— RECORDS FOR THIS TASK —
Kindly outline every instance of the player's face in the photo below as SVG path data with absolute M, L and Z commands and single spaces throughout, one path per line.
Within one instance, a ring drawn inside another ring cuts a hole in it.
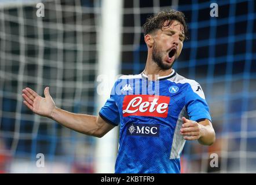
M 158 30 L 153 38 L 152 60 L 161 69 L 170 69 L 183 47 L 185 38 L 183 25 L 177 21 L 173 21 L 169 27 Z

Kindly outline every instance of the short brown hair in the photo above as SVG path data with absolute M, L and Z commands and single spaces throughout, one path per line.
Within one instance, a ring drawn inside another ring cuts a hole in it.
M 164 25 L 166 21 L 170 21 L 166 25 Z M 181 23 L 184 27 L 185 38 L 187 38 L 188 27 L 185 21 L 184 14 L 175 10 L 163 10 L 158 13 L 155 16 L 151 16 L 147 19 L 146 23 L 143 25 L 144 36 L 151 34 L 157 29 L 162 29 L 163 27 L 169 27 L 171 24 L 172 20 L 177 20 Z

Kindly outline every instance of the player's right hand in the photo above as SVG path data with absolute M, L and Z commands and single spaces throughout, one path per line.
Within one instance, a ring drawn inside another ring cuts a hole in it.
M 35 113 L 48 117 L 52 117 L 52 113 L 56 108 L 54 102 L 49 92 L 49 87 L 45 88 L 45 97 L 39 96 L 28 87 L 22 90 L 22 97 L 24 101 L 23 103 Z

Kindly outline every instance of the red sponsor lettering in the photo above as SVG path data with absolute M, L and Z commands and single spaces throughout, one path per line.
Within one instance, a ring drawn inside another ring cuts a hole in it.
M 170 97 L 153 95 L 128 95 L 123 102 L 123 116 L 166 117 Z

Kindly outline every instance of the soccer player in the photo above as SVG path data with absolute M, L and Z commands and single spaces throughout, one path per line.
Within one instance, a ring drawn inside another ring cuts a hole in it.
M 25 88 L 24 103 L 34 113 L 89 135 L 101 138 L 119 125 L 116 173 L 180 173 L 185 141 L 210 145 L 215 132 L 199 84 L 173 69 L 187 32 L 184 14 L 160 12 L 147 19 L 144 29 L 145 69 L 121 76 L 98 116 L 58 108 L 48 87 L 45 98 Z

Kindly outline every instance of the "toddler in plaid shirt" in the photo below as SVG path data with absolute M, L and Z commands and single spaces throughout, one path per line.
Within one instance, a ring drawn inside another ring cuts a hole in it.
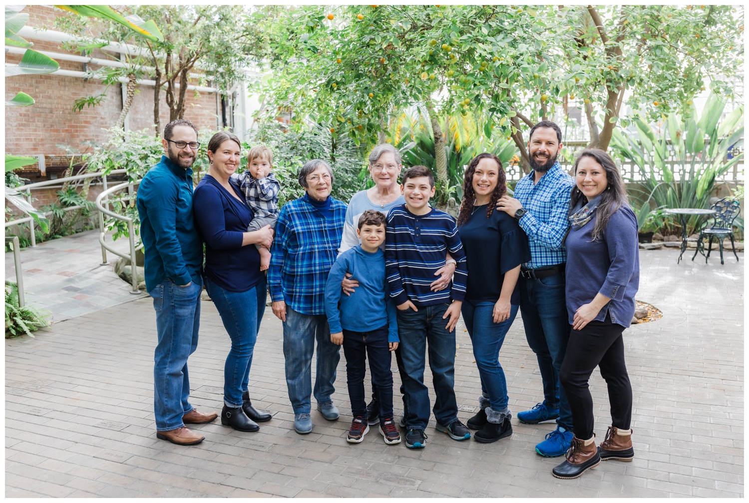
M 281 185 L 270 172 L 273 163 L 273 151 L 264 145 L 255 145 L 247 154 L 247 171 L 231 175 L 231 178 L 239 184 L 247 205 L 252 210 L 254 217 L 247 226 L 248 232 L 265 226 L 276 228 Z M 270 250 L 259 244 L 255 246 L 260 253 L 260 270 L 265 271 L 270 265 Z

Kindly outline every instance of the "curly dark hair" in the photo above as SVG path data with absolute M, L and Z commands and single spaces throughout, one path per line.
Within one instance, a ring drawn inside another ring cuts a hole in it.
M 491 159 L 500 168 L 497 175 L 497 187 L 491 193 L 491 198 L 486 208 L 486 217 L 491 216 L 492 211 L 497 206 L 497 202 L 507 192 L 507 178 L 505 175 L 505 170 L 502 167 L 502 161 L 494 154 L 485 152 L 473 157 L 468 167 L 466 168 L 466 173 L 463 179 L 463 202 L 461 203 L 461 212 L 458 215 L 458 226 L 462 226 L 468 221 L 468 218 L 473 212 L 473 205 L 476 202 L 476 191 L 473 190 L 473 173 L 476 172 L 476 166 L 479 165 L 479 161 L 482 159 Z

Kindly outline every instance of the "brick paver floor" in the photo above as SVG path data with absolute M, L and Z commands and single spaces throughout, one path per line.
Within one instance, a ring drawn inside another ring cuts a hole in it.
M 273 420 L 256 433 L 218 420 L 196 426 L 206 440 L 194 447 L 157 440 L 155 319 L 150 300 L 137 298 L 56 323 L 33 339 L 6 341 L 6 496 L 742 496 L 744 254 L 740 263 L 729 256 L 721 266 L 717 257 L 677 265 L 677 253 L 640 253 L 637 298 L 664 316 L 625 332 L 634 394 L 631 463 L 601 463 L 572 481 L 554 478 L 562 458 L 533 451 L 554 426 L 516 419 L 514 434 L 493 444 L 452 441 L 433 421 L 424 449 L 386 445 L 376 430 L 348 444 L 342 358 L 333 397 L 341 418 L 328 422 L 313 412 L 312 433 L 297 435 L 281 324 L 270 309 L 250 389 Z M 202 309 L 200 343 L 189 360 L 192 400 L 201 410 L 219 410 L 228 337 L 213 304 L 203 302 Z M 455 391 L 464 421 L 475 412 L 479 385 L 462 324 L 458 342 Z M 520 316 L 500 360 L 513 412 L 540 401 L 541 379 Z M 394 378 L 397 391 L 397 373 Z M 600 441 L 609 424 L 605 384 L 597 371 L 590 384 Z

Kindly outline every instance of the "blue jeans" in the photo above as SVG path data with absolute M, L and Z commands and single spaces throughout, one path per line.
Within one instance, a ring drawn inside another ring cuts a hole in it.
M 343 330 L 343 354 L 346 355 L 346 384 L 351 401 L 351 415 L 367 418 L 364 400 L 364 374 L 367 355 L 372 378 L 372 392 L 380 406 L 378 414 L 385 421 L 392 419 L 392 372 L 387 325 L 368 332 Z
M 224 403 L 229 407 L 241 407 L 242 394 L 247 391 L 255 342 L 265 313 L 264 274 L 262 278 L 246 292 L 229 292 L 210 278 L 205 280 L 205 289 L 231 339 L 224 364 Z
M 318 364 L 315 377 L 315 400 L 330 402 L 336 391 L 336 367 L 341 360 L 341 346 L 330 342 L 330 328 L 324 314 L 302 314 L 286 305 L 283 322 L 283 355 L 286 386 L 294 414 L 309 414 L 312 392 L 312 353 L 318 341 Z
M 424 384 L 425 354 L 429 343 L 429 368 L 434 386 L 434 419 L 447 426 L 458 419 L 455 400 L 455 333 L 447 331 L 442 316 L 448 304 L 398 310 L 398 333 L 405 381 L 406 427 L 424 430 L 429 422 L 429 391 Z
M 488 398 L 492 410 L 507 409 L 507 381 L 500 364 L 500 350 L 505 335 L 518 315 L 518 306 L 510 307 L 510 317 L 494 323 L 494 303 L 491 301 L 464 301 L 461 312 L 473 345 L 473 358 L 479 368 L 482 394 Z
M 192 410 L 187 358 L 198 347 L 202 289 L 195 281 L 183 287 L 165 280 L 148 292 L 154 298 L 159 340 L 154 354 L 154 413 L 158 431 L 181 428 L 182 416 Z
M 539 280 L 521 277 L 518 280 L 525 337 L 539 361 L 546 405 L 550 409 L 559 407 L 557 424 L 574 432 L 572 412 L 559 379 L 571 329 L 567 322 L 564 274 L 560 272 Z

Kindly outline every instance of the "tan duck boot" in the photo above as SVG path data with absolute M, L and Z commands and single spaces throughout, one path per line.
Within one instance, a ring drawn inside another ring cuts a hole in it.
M 598 466 L 601 454 L 595 447 L 595 434 L 589 440 L 572 437 L 566 456 L 561 465 L 551 470 L 551 475 L 557 478 L 577 478 L 588 469 Z
M 610 426 L 606 432 L 606 438 L 598 448 L 601 460 L 619 460 L 619 461 L 631 461 L 634 458 L 634 449 L 632 448 L 632 430 L 619 430 L 616 427 Z

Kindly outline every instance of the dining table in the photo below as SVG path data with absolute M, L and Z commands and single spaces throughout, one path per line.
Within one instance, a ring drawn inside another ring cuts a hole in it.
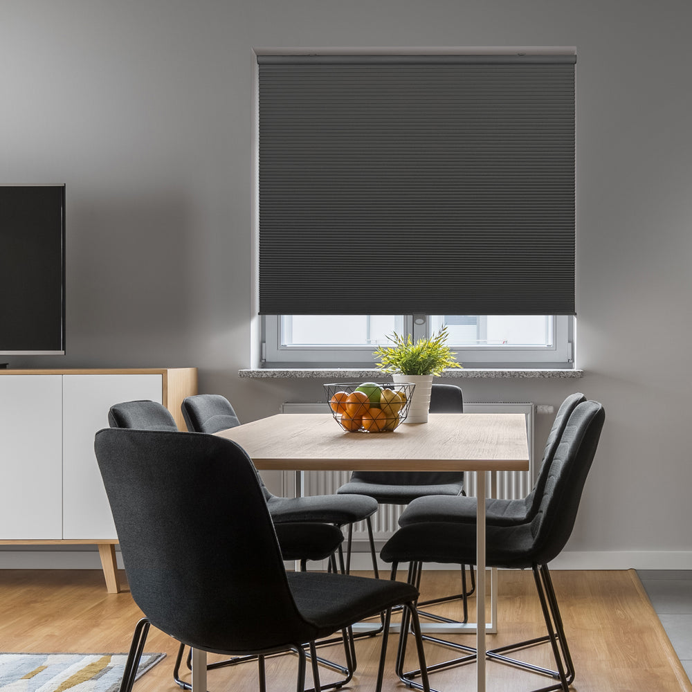
M 476 475 L 477 650 L 486 648 L 485 498 L 493 471 L 529 468 L 520 413 L 430 414 L 384 432 L 347 432 L 329 413 L 278 414 L 216 435 L 242 447 L 260 471 L 464 471 Z M 477 657 L 477 691 L 486 657 Z M 192 690 L 206 690 L 206 654 L 192 651 Z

— SHORT PROBLEM —
Write out every entry above word for word, leaving the pictures out.

— REPLY —
Kindly outline every instance of the player's face in the photo below as SVG path data with absolute M, L and Z commands and single spaces throughout, one path per line.
Within one instance, a ring drawn inside another ring cuts a hole in it.
M 158 30 L 153 38 L 152 60 L 161 69 L 170 69 L 183 47 L 185 38 L 183 25 L 177 21 L 173 21 L 169 27 Z

Kindly outline every instance of the short brown hair in the photo above as SVG path data with absolute M, L and Z commands and single spaces throughout, one path per line.
Within one instance, a ring drawn inside another ring cuts a hole in it.
M 164 25 L 166 21 L 170 21 L 166 25 Z M 181 23 L 184 27 L 185 38 L 187 38 L 188 27 L 185 21 L 184 14 L 175 10 L 163 10 L 158 13 L 155 16 L 151 16 L 147 19 L 146 23 L 143 25 L 144 36 L 151 34 L 157 29 L 162 29 L 163 27 L 169 27 L 171 24 L 172 20 L 177 20 Z

Kindly outline every instance of the player's right hand in the photo above as SVG path data with absolute M, L and Z commands and single spaces throughout, one path per line.
Within one instance, a ring drawn inside another ring cuts a hole in it.
M 35 113 L 48 117 L 52 117 L 52 113 L 56 108 L 54 102 L 49 92 L 49 87 L 45 88 L 45 97 L 39 96 L 28 87 L 22 90 L 22 97 L 24 101 L 23 103 Z

Kindly outline every instance of the red sponsor lettering in the photo above as SVG path data with absolute M, L and Z commands and single spaces throughout, one path per line.
Within one instance, a ring drawn inside another ring cuts a hole in it.
M 170 97 L 153 95 L 128 95 L 123 102 L 123 116 L 166 117 Z

Kindly outline every instance of the soccer player in the photo above as SVG path data with absolute M, L and Z commands and single spaces throughout, one path per line.
Within one instance, a ring drawn inside another ring cuts a hole in it.
M 25 88 L 24 103 L 34 113 L 89 135 L 101 138 L 119 125 L 116 173 L 180 173 L 185 141 L 210 145 L 215 132 L 199 84 L 173 69 L 187 32 L 184 14 L 160 12 L 147 19 L 144 29 L 145 69 L 121 76 L 98 116 L 58 108 L 48 87 L 45 98 Z

Kindly outline every instance of the "toddler in plaid shirt" in the photo below as SVG path data with absolute M, L and Z commands and single spaces throughout, one path per line.
Within one instance, a ring drawn inside another ring cuts a hole in it.
M 281 185 L 270 172 L 273 163 L 273 151 L 264 145 L 255 145 L 247 154 L 247 171 L 231 175 L 231 178 L 239 184 L 247 205 L 252 210 L 254 217 L 247 226 L 248 232 L 265 226 L 276 228 Z M 270 250 L 259 244 L 255 246 L 260 253 L 260 270 L 265 271 L 270 265 Z

Kindly outline every instance of the "curly dark hair" in the photo above as SVG path data with absolute M, L and Z commands and single spaces throughout, one path per line.
Within one instance, a ring drawn inside another ring cuts a hole in it.
M 491 159 L 500 168 L 497 175 L 497 187 L 491 193 L 491 198 L 486 208 L 486 217 L 491 216 L 492 211 L 497 206 L 497 202 L 507 192 L 507 178 L 505 175 L 505 170 L 502 167 L 502 161 L 494 154 L 485 152 L 473 157 L 468 167 L 466 168 L 466 173 L 463 179 L 463 202 L 461 203 L 461 212 L 458 215 L 458 226 L 462 226 L 468 221 L 468 218 L 473 212 L 473 205 L 476 202 L 476 191 L 473 190 L 473 173 L 476 172 L 476 166 L 479 165 L 479 161 L 482 159 Z

Kindly outline every instance of the "brick paver floor" in the photo above as SVG path data with absolute M, L and Z commands and single spaces throughout, one path per line.
Within one instance, a ring drawn inside another ring cuts a hole in it.
M 273 420 L 256 433 L 218 420 L 196 426 L 206 440 L 194 447 L 157 440 L 155 319 L 150 300 L 137 298 L 56 323 L 33 339 L 6 341 L 6 496 L 742 496 L 744 254 L 740 263 L 729 256 L 721 266 L 717 257 L 677 265 L 677 253 L 640 253 L 637 298 L 664 316 L 625 332 L 634 394 L 631 463 L 601 463 L 572 481 L 554 478 L 562 458 L 533 451 L 554 426 L 516 419 L 514 434 L 493 444 L 452 441 L 433 421 L 424 449 L 386 445 L 376 430 L 348 444 L 342 358 L 333 397 L 341 418 L 328 422 L 313 412 L 312 433 L 297 435 L 281 324 L 270 309 L 250 389 Z M 202 309 L 200 343 L 189 360 L 192 400 L 201 410 L 219 410 L 228 337 L 213 304 L 203 302 Z M 455 391 L 464 421 L 475 412 L 479 385 L 462 324 L 458 342 Z M 520 316 L 500 360 L 513 412 L 540 401 L 541 379 Z M 394 378 L 397 391 L 397 373 Z M 600 441 L 609 424 L 605 384 L 597 371 L 590 384 Z

Kindly outline every instance of the "blue jeans" in the photo above as SVG path data with absolute M, L and Z commands and single spaces throughout, one path per line.
Within one instance, a ring drawn inside another ring cuts a hole in it.
M 343 330 L 343 354 L 346 355 L 346 384 L 351 401 L 351 415 L 367 418 L 364 400 L 364 374 L 367 355 L 372 378 L 372 392 L 380 406 L 378 414 L 385 421 L 392 419 L 392 372 L 387 325 L 368 332 Z
M 224 403 L 229 407 L 241 407 L 242 394 L 247 391 L 255 342 L 265 313 L 264 274 L 262 278 L 246 292 L 229 292 L 210 278 L 205 280 L 205 289 L 231 339 L 224 364 Z
M 318 364 L 315 377 L 315 400 L 330 402 L 336 391 L 336 367 L 341 360 L 341 346 L 330 342 L 330 328 L 324 314 L 302 314 L 286 305 L 283 322 L 283 355 L 286 386 L 294 414 L 309 414 L 312 392 L 312 353 L 318 341 Z
M 424 384 L 425 354 L 429 343 L 429 368 L 434 386 L 434 419 L 447 426 L 458 419 L 455 400 L 455 333 L 447 331 L 442 316 L 448 304 L 398 310 L 398 333 L 405 381 L 406 427 L 424 430 L 429 422 L 429 391 Z
M 488 398 L 492 410 L 507 409 L 507 381 L 500 364 L 500 350 L 505 335 L 518 315 L 518 306 L 510 307 L 510 317 L 494 323 L 494 303 L 491 301 L 464 301 L 461 312 L 473 345 L 473 358 L 479 368 L 482 394 Z
M 192 410 L 187 358 L 198 347 L 202 289 L 195 281 L 183 287 L 165 280 L 148 292 L 154 298 L 159 340 L 154 354 L 154 413 L 158 431 L 181 428 L 182 416 Z
M 539 280 L 521 277 L 518 280 L 525 337 L 539 361 L 546 405 L 550 409 L 559 407 L 557 424 L 574 432 L 572 412 L 559 379 L 571 329 L 567 322 L 564 274 L 560 272 Z

Kindly outline every instance of the "tan duck boot" in the photo above as SVG path data with absolute M, L and Z commands and single spaces throughout, one path per line.
Within one instance, a ring drawn inside another ring cuts a hole in it.
M 598 466 L 601 454 L 595 447 L 595 434 L 589 440 L 572 437 L 566 456 L 561 465 L 551 470 L 551 475 L 557 478 L 577 478 L 588 469 Z
M 610 426 L 606 432 L 606 438 L 598 448 L 601 460 L 619 460 L 619 461 L 631 461 L 634 458 L 634 449 L 632 448 L 632 430 L 619 430 L 616 427 Z

Kindly outline every instance of the dining table in the photo below as SVG path data with absolute M, L and Z commands and single spaces throughout, one path per line.
Within one instance, a ring drawn inside another ring cuts a hole in it.
M 476 475 L 477 650 L 486 648 L 485 498 L 493 471 L 529 468 L 520 413 L 430 414 L 384 432 L 347 432 L 329 413 L 278 414 L 216 435 L 242 447 L 260 471 L 464 471 Z M 477 657 L 477 691 L 486 657 Z M 192 690 L 206 690 L 206 654 L 192 651 Z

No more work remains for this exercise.